**Work instructions**:
1. In the excerpt on the monkeylearn functions, what name was chosen for the function that replaced monkeylearn_classify_df?
2. Reproduce the passage of the excerpt on the monkeylearn functions that lies between "To make a short" and "should be, etc.", inclusive.

**Excerpt**:
After a few more checks I wrote up a quick pull request and checked list of package contributors to see if I knew anyone. Far and away the main contributor was Maëlle Salmon! I’d heard of her through the magic of #rstats Twitter and the R-Ladies Global Slack. A minute or two after submitting the PR I headed over to Slack to give her a heads up that a PR would be heading her way.
In what I would come to know as her usual cheerful, perpetually-on-top-of-it form, Maëlle had already seen it and liked the idea for the new function.
To make a short story shorter, Maëlle asked me if I’d like to create the extractor counterpart to monkeylearn_classify_df and work on improving the existing functionality in general. I said yes, of course, and we began strategizing over rOpenSci Slack about tradeoffs like which package dependencies we were okay with taking on, whether to go the tidyeval or base route, what the best naming conventions for the new functions should be, etc.
On the naming front, we decided to gracefully deprecate monkeylearn_classify and monkeylearn_extract as the newer functions could cover all of the functionality that the older guys did. I don’t know much about cache invalidation, but the naming problem was hard as usual. We settled on naming their counterparts monkey_classify (which replaced the original monkeylearn_classify_df) and monkey_extract.
gitflow
Early on we started talking git conventions. I floated a structure that we typically follow at my company, where each ticket (or in this case, issue) becomes its own branch off of the development branch. For instance, issue #33 becomes branch T33 (T for ticket). This approach, I am told, stems from the “gitflow” philosophy which as far as I understand it is one of many ways to structure a git workflow that mostly doesn’t end in tears.
Like most git strategies, idea here is to make pull requests as bite-sized as possible. An added benefit for me, at least, is that it keeps me from wandering off into other parts of the code that I notice could be improved without first documenting them and making a separate issue and branch. You minimize merge conflicts by assinging each ticket/issue to only one person. You also leave a nice paper trail because the branch name directly references the issue front and center in its title. This means you don’t have to explicitly name the issue in the commit or rely on GitHub’s (albeit awesome) keyword branch closing system.

**Data listing**:

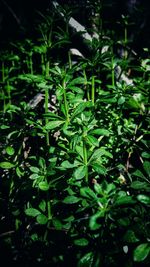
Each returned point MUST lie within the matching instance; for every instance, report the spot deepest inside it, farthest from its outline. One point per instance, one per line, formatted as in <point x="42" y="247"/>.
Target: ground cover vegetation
<point x="74" y="149"/>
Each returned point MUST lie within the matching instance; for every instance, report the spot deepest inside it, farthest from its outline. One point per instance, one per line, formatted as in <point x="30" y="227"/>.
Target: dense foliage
<point x="74" y="151"/>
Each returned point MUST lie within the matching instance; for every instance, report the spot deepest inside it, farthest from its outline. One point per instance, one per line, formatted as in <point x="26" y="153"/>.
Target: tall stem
<point x="112" y="69"/>
<point x="46" y="111"/>
<point x="86" y="84"/>
<point x="85" y="160"/>
<point x="93" y="90"/>
<point x="3" y="80"/>
<point x="65" y="100"/>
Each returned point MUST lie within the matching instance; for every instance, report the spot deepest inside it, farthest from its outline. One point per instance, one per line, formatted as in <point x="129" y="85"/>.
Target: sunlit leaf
<point x="71" y="200"/>
<point x="141" y="252"/>
<point x="53" y="124"/>
<point x="6" y="165"/>
<point x="42" y="219"/>
<point x="10" y="150"/>
<point x="81" y="242"/>
<point x="80" y="172"/>
<point x="44" y="186"/>
<point x="32" y="212"/>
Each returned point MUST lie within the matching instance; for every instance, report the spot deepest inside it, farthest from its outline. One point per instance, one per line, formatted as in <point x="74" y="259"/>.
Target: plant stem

**Results for the exercise**:
1. monkey_classify

2.
To make a short story shorter, Maëlle asked me if I’d like to create the extractor counterpart to monkeylearn_classify_df and work on improving the existing functionality in general. I said yes, of course, and we began strategizing over rOpenSci Slack about tradeoffs like which package dependencies we were okay with taking on, whether to go the tidyeval or base route, what the best naming conventions for the new functions should be, etc.